Aim | Turn the records below into a JSON list of strings, one string per line, skipping blank lines. Leave the pictures out.

Records provided |
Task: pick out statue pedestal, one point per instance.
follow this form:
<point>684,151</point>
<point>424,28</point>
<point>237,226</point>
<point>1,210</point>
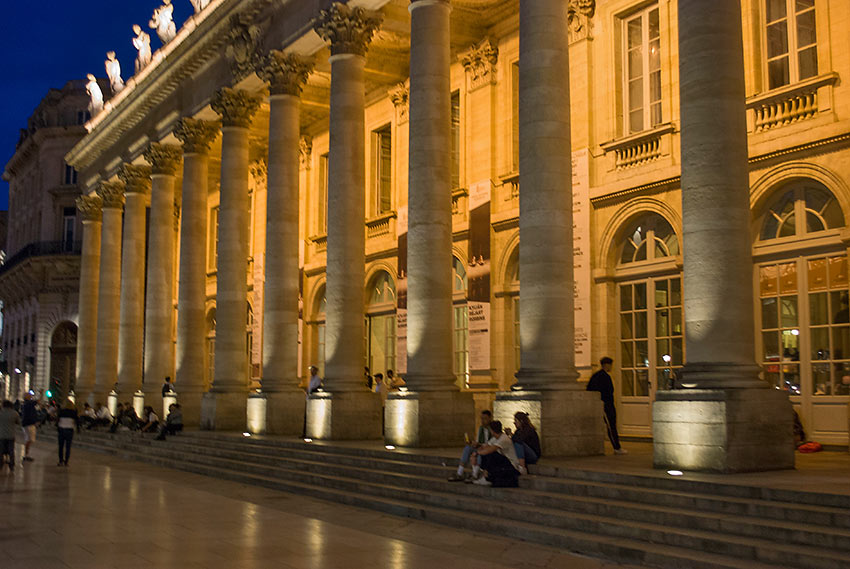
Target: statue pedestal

Reply to the task |
[
  "Task: pick out statue pedestal, one point per instance.",
  "follow this form:",
  "<point>684,151</point>",
  "<point>424,28</point>",
  "<point>237,226</point>",
  "<point>1,210</point>",
  "Target: statue pedestal"
]